# Fruits?



## MiGsTeR (Jan 19, 2008)

Anyone feed ther piranhas fruits? If yes, what kind? Thx


----------



## notaverage (Sep 10, 2005)

Nope,,,im sure someone else does.
Vegs and nuts sunflower seeds green beans 
others feed peas and some other items. 
People will get back to you on this soon.


----------



## MiGsTeR (Jan 19, 2008)

Oh, I just thought that if rb ate fruits in the wild... Why not give em some fruits..


----------



## notaverage (Sep 10, 2005)

MiGsTeR said:


> Oh, I just thought that if rb ate fruits in the wild... Why not give em some fruits..


Go for it..i dont see what the harm would be.


----------



## l2ob (May 22, 2004)

some might accept it some will just spit it back out, like mine do.

Was eating a banana the other day, threw it in, went after it immediately. But also immediately spit it out. o well


----------



## ductTAPE (Jan 21, 2008)

━━━━━━━━━━

TASK LIST:
1. Answer these questions about the forum thread on feeding fruit to piranhas:
(a) What join date is shown beside the name MiGsTeR?
(b) Which foods does notaverage name in the first reply as ones that others feed?
(c) Which fruit did l2ob throw in, and what did the fish do with it?
2. Write out the lines of the entries from the one containing "Indicate every instance of the woman" through the end of the entries, both included.
The forum thread and the entries that follow it come from unrelated sources.

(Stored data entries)
━━━━━━━━━━

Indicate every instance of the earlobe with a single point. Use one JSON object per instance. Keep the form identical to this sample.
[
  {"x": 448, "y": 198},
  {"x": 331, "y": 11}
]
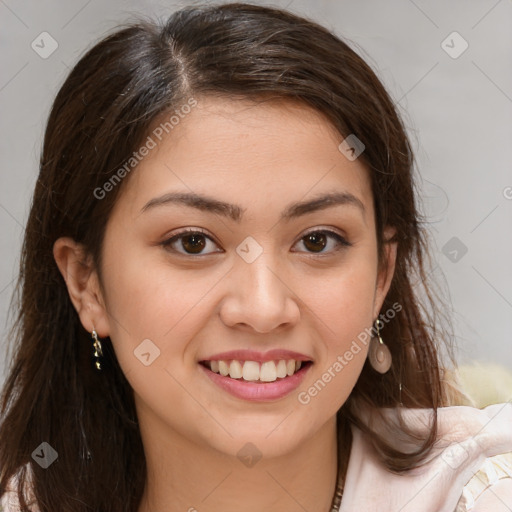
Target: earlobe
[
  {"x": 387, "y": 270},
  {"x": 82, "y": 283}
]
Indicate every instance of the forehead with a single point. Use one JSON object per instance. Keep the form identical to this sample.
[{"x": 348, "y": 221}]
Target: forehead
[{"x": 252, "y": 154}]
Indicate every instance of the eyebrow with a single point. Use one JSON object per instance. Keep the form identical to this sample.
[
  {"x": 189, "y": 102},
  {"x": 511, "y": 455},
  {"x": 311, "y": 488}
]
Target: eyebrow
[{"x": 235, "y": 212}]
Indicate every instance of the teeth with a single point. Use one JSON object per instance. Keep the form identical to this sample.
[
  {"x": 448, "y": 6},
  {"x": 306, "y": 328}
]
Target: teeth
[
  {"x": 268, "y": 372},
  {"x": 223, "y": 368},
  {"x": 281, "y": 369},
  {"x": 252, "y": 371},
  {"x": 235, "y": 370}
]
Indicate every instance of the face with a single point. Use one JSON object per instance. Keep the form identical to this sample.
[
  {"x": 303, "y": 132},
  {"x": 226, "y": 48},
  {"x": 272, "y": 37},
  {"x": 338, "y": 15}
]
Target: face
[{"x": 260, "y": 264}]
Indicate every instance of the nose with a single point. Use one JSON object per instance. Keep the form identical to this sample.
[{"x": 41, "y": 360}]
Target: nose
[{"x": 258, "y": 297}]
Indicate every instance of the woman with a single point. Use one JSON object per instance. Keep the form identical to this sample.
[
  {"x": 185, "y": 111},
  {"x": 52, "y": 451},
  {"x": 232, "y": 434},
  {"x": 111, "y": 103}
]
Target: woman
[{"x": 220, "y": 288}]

━━━━━━━━━━

SOLUTIONS TO THE EXERCISE:
1.
(a) Jan 19, 2008
(b) Vegs and nuts, sunflower seeds, green beans, and peas
(c) A banana; they went after it immediately but also immediately spit it out.

2.
Indicate every instance of the woman with a single point. Use one JSON object per instance. Keep the form identical to this sample.
[
  {"x": 185, "y": 111},
  {"x": 52, "y": 451},
  {"x": 232, "y": 434},
  {"x": 111, "y": 103}
]
Target: woman
[{"x": 220, "y": 288}]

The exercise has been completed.